TEXT PROVIDED:
□ □ □ □
Technology and commodities have moved this market lately and we think that it is important to watch over the generals in the sectors to get an idea of where the general market is headed. Apple (AAPL) has been one of the leaders and continues to be so. Investors should pay careful attention to which way this one is moving as it should foreshadow moves that the general market will make. It led the way up earlier this year, then down and once again finds itself leading the charge higher.
We have economic news out today, and it is as follows (data set - consensus):
MBA Mortgage Index- N/A
GDP - Second Estimate - 1.6%
GDP Deflator - Second Estimate - 1.6%
Pending Home Sales - 0.0%
Crude Inventories - N/A
Fed's Beige Book - N/A
Looking at Asian markets we see markets are mixed:
All Ordinaries - down 0.13%
Shanghai Composite - down 0.96%
Nikkei 225 - up 0.40%
NZSE 50 - down 0.02%
Seoul Composite - up 0.64%
In Europe markets are lower:
CAC 40 - down 0.54%
DAX - down 0.61%
FTSE 100 - down 0.52%
OSE - down 0.02%
Lexmark (LXK) announced yesterday that they were going to sell some 1,000 patents which deal with their inkjet segment and lay off about 13% of their workforce. The company wants to focus on their imaging and software business since printer sales have fallen along with ink cartridge sales as both the commercial and consumer segments are cutting back on printing as new technology changes old patterns. We have been bearish here, and apparently the company itself is now too, so there is no need to wait around and see if they can pull this transition off, especially after shares finished up $2.61 (13.73%) to close at $21.62/share yesterday - seems a bit rich to us.
The fact that Lexmark is getting out of the business is just another reason to dislike Hewlett Packard (HPQ), not a reason to like to it. We are on record as not liking HP as they are under pressure on many fronts (think PCs, laptops and printers/cartridges) and will need to remake the company. This is an old tech company and it will take some time and a lot of money to truly morph into a new tech company. The company is going to try and move into the higher margin customer service areas like IBM has done over the years, but one of the problems is that others such as IBM have already made the transition which makes HP's transition just that more difficult.
□ □ □ □
REQUIRED TASK 1: Filter the entries below, copying out every line that contains the string "window". Matches are case-sensitive.

[Data entries]
□ □ □ □
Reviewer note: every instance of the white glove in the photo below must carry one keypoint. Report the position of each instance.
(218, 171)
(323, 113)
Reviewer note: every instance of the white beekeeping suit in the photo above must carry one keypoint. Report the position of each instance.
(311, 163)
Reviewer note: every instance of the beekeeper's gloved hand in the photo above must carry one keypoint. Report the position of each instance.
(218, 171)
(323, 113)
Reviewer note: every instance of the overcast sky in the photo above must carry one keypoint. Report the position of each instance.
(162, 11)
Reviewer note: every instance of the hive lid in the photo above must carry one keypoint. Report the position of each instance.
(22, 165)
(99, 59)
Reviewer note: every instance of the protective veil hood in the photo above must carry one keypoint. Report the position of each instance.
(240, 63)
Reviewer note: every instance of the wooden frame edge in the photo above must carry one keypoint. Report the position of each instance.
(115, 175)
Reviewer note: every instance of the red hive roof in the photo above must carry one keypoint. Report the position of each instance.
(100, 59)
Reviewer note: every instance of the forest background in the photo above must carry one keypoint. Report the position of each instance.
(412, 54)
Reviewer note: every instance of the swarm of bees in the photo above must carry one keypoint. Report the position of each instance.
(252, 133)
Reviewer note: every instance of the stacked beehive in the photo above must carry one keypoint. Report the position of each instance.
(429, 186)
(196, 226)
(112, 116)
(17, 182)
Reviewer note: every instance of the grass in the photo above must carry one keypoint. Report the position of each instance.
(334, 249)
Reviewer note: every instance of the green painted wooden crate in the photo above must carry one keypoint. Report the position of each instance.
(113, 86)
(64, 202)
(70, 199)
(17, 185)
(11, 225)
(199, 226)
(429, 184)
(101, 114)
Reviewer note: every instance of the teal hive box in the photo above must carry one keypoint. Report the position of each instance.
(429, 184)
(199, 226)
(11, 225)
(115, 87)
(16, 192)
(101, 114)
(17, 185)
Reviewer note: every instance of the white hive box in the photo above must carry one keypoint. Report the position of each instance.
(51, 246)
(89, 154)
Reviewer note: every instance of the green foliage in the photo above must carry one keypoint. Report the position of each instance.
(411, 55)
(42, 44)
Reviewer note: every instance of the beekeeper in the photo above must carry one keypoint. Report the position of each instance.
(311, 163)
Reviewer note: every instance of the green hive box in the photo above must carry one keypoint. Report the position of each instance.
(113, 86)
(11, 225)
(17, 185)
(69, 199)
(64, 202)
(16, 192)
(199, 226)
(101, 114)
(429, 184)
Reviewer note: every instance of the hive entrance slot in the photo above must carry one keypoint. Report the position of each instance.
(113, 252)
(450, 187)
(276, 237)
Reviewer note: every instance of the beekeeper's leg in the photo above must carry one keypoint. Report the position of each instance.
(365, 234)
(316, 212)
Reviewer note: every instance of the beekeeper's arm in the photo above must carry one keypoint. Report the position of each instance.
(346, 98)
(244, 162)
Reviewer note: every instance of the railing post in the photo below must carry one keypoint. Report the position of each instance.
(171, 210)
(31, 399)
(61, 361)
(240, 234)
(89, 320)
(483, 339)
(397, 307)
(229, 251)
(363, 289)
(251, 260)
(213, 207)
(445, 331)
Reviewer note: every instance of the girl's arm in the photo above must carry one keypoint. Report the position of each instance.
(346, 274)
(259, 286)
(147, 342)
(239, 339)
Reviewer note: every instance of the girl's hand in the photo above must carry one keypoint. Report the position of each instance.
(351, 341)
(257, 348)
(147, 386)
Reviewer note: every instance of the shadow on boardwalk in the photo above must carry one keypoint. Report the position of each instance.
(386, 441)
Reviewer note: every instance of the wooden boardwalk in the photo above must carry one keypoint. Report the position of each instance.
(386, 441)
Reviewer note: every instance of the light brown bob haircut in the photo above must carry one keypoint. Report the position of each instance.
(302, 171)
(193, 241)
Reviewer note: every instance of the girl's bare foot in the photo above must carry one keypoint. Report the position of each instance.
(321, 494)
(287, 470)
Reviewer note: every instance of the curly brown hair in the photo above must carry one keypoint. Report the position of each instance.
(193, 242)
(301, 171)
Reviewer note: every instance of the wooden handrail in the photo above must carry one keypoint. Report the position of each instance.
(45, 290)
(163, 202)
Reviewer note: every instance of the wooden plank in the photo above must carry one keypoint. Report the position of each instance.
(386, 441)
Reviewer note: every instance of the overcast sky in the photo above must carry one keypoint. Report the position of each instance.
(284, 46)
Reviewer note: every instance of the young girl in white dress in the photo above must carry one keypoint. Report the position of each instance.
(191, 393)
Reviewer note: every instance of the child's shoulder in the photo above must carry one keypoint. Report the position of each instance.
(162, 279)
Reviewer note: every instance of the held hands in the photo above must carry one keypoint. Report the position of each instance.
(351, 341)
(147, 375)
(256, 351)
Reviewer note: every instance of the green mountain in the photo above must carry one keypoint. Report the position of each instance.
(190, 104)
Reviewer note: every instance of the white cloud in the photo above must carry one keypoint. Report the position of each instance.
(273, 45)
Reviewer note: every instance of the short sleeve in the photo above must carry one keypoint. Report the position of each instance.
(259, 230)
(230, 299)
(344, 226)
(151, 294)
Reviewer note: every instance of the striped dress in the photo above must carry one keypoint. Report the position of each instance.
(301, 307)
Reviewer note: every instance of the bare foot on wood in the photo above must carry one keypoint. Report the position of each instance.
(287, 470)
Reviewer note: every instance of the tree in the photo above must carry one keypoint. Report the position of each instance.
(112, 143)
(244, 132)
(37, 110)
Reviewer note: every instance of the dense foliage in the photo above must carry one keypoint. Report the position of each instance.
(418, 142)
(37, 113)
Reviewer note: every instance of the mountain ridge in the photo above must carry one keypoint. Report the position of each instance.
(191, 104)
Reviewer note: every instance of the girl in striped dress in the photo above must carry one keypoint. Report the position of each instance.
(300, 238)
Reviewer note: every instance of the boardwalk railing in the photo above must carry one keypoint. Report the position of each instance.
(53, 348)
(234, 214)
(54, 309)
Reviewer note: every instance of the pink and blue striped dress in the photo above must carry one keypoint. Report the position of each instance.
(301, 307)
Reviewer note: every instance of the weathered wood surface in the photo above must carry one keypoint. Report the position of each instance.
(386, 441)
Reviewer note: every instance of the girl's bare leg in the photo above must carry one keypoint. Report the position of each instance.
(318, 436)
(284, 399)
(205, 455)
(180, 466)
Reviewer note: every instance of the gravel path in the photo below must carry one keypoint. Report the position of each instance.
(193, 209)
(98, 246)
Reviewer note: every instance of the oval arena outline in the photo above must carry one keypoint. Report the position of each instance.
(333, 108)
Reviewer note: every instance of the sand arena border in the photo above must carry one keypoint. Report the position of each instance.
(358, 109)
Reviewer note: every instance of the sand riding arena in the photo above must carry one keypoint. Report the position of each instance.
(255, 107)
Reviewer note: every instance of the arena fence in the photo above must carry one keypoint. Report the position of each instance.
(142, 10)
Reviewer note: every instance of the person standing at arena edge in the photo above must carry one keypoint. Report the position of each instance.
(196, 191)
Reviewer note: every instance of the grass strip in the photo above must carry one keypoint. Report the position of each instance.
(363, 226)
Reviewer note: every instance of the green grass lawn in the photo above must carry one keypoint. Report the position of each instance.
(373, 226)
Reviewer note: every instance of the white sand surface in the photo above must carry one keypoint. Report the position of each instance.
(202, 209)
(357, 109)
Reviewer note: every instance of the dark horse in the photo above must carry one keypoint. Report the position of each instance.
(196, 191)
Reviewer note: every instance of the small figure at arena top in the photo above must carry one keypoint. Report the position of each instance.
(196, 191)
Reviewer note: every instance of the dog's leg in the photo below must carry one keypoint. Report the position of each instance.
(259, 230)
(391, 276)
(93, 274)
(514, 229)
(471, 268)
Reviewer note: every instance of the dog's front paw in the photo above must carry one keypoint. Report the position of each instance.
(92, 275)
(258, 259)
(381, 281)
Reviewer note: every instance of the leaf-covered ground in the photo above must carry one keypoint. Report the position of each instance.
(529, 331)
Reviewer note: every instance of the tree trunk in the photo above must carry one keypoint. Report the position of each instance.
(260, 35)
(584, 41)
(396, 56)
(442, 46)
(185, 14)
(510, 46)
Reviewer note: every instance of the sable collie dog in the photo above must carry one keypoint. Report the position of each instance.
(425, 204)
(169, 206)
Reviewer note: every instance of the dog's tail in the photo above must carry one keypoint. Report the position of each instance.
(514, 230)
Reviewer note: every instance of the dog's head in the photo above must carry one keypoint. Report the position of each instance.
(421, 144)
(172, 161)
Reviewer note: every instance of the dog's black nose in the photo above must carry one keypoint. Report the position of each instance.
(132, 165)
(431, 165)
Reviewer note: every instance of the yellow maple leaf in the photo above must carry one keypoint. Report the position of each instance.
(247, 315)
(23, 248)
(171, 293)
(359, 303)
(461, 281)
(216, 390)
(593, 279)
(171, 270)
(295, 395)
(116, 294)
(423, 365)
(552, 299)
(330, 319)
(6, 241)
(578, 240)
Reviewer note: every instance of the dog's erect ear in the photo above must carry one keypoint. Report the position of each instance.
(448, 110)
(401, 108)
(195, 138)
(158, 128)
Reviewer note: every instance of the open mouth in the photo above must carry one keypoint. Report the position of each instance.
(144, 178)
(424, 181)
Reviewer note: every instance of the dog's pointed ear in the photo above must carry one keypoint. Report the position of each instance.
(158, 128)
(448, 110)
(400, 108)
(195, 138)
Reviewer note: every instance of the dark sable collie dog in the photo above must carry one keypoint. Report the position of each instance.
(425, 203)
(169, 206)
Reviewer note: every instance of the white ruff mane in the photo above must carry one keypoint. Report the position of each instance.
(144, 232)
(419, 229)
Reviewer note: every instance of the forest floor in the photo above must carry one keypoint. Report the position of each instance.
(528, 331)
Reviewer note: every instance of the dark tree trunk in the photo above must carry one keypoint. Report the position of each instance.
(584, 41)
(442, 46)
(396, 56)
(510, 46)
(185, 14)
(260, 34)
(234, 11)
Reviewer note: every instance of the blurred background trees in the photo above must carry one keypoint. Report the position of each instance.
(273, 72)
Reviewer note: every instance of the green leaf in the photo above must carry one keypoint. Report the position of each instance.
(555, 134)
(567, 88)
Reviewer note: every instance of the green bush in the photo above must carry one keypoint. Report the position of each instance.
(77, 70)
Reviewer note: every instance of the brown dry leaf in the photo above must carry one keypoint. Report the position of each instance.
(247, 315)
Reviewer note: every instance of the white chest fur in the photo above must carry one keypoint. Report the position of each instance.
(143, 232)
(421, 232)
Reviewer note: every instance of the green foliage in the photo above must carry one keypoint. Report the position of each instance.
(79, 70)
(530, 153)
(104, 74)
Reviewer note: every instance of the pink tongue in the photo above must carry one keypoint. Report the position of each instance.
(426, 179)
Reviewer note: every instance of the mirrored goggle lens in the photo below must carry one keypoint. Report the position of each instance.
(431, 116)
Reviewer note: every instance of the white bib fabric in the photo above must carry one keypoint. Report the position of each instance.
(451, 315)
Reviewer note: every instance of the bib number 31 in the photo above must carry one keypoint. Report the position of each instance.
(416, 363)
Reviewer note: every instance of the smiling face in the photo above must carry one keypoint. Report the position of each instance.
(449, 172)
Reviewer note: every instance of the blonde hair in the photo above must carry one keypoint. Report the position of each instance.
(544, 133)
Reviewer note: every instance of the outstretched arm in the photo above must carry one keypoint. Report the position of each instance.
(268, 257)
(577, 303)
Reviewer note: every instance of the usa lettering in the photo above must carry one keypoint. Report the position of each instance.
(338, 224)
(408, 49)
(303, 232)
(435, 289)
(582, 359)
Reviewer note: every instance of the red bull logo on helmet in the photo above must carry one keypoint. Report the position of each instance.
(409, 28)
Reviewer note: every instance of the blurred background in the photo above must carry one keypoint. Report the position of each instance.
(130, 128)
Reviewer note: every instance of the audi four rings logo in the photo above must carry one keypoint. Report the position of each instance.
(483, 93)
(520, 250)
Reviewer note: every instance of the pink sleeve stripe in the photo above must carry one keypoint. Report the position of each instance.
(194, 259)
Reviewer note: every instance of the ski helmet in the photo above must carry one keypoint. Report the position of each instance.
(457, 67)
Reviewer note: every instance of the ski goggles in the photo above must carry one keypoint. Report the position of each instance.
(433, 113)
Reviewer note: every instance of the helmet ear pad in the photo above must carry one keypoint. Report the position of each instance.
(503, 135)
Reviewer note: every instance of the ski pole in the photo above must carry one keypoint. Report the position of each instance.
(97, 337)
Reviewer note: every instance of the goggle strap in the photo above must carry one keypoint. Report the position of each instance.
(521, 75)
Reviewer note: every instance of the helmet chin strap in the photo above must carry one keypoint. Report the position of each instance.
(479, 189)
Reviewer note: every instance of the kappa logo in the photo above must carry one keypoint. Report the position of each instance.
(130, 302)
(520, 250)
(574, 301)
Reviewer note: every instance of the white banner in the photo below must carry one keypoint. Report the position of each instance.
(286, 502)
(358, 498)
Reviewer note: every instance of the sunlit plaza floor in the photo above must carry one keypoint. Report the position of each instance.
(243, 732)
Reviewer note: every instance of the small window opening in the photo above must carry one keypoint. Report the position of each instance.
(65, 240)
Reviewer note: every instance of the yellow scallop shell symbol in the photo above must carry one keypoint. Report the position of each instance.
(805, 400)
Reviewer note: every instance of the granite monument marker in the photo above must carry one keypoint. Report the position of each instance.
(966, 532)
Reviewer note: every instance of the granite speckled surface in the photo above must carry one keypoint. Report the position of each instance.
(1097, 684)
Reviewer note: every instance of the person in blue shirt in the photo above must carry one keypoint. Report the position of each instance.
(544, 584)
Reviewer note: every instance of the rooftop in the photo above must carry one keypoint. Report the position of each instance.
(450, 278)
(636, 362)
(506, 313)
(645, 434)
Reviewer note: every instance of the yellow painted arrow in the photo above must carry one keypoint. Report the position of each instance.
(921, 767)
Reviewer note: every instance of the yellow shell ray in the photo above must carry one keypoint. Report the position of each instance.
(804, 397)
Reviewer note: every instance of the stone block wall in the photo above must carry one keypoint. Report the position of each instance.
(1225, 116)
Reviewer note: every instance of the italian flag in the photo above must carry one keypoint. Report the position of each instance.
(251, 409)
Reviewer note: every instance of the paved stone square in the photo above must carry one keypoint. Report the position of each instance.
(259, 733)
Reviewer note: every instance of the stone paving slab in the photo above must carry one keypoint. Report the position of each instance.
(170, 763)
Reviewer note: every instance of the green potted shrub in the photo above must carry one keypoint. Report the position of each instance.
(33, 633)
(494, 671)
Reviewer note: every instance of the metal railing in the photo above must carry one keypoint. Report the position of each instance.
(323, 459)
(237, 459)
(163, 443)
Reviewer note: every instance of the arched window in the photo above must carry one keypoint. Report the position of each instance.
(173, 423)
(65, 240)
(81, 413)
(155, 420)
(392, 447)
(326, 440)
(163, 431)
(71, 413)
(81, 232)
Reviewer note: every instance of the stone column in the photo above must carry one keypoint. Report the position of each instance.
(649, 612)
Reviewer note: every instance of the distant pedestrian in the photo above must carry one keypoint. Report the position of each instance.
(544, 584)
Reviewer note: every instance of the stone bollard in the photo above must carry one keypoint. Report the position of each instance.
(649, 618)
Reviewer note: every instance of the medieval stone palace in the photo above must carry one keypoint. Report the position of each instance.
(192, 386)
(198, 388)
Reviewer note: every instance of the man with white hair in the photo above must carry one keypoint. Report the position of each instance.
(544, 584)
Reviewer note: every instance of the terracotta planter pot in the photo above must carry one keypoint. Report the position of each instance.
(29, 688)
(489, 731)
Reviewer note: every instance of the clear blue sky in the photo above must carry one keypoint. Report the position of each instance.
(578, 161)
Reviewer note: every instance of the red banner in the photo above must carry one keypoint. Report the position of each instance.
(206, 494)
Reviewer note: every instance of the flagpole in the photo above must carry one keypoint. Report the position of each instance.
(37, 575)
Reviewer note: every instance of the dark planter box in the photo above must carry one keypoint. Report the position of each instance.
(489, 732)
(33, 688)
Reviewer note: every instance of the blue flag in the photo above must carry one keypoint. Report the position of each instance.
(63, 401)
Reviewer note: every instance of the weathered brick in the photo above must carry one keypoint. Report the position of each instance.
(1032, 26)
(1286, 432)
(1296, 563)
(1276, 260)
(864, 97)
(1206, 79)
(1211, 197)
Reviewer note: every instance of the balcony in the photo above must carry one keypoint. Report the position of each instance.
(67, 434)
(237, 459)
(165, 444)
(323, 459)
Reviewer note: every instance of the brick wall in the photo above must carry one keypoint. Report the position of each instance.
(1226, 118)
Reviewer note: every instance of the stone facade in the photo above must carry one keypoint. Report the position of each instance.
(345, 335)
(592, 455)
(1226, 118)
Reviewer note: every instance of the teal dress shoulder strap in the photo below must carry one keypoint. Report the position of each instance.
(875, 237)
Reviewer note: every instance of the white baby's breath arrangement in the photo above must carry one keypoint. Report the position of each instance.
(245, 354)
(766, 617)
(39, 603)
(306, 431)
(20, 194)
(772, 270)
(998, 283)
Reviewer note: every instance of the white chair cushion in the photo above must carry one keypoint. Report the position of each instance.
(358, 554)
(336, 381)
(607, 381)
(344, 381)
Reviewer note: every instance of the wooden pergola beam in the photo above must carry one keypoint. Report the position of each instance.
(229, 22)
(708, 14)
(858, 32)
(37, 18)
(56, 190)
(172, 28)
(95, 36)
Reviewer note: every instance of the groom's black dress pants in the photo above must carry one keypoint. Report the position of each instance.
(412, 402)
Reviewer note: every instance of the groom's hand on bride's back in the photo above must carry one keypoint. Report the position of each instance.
□ □ □ □
REQUIRED TASK 2: Output the entire market commentary above verbatim.

WRITTEN RESPONSE 1:
Reviewer note: every instance of the small window opening in the photo above must carry one keypoint. Report the position of each instance.
Reviewer note: every instance of the arched window in the photo above must carry one keypoint. Report the position of each instance.

WRITTEN RESPONSE 2:
Technology and commodities have moved this market lately and we think that it is important to watch over the generals in the sectors to get an idea of where the general market is headed. Apple (AAPL) has been one of the leaders and continues to be so. Investors should pay careful attention to which way this one is moving as it should foreshadow moves that the general market will make. It led the way up earlier this year, then down and once again finds itself leading the charge higher.
We have economic news out today, and it is as follows (data set - consensus):
MBA Mortgage Index- N/A
GDP - Second Estimate - 1.6%
GDP Deflator - Second Estimate - 1.6%
Pending Home Sales - 0.0%
Crude Inventories - N/A
Fed's Beige Book - N/A
Looking at Asian markets we see markets are mixed:
All Ordinaries - down 0.13%
Shanghai Composite - down 0.96%
Nikkei 225 - up 0.40%
NZSE 50 - down 0.02%
Seoul Composite - up 0.64%
In Europe markets are lower:
CAC 40 - down 0.54%
DAX - down 0.61%
FTSE 100 - down 0.52%
OSE - down 0.02%
Lexmark (LXK) announced yesterday that they were going to sell some 1,000 patents which deal with their inkjet segment and lay off about 13% of their workforce. The company wants to focus on their imaging and software business since printer sales have fallen along with ink cartridge sales as both the commercial and consumer segments are cutting back on printing as new technology changes old patterns. We have been bearish here, and apparently the company itself is now too, so there is no need to wait around and see if they can pull this transition off, especially after shares finished up $2.61 (13.73%) to close at $21.62/share yesterday - seems a bit rich to us.
The fact that Lexmark is getting out of the business is just another reason to dislike Hewlett Packard (HPQ), not a reason to like to it. We are on record as not liking HP as they are under pressure on many fronts (think PCs, laptops and printers/cartridges) and will need to remake the company. This is an old tech company and it will take some time and a lot of money to truly morph into a new tech company. The company is going to try and move into the higher margin customer service areas like IBM has done over the years, but one of the problems is that others such as IBM have already made the transition which makes HP's transition just that more difficult.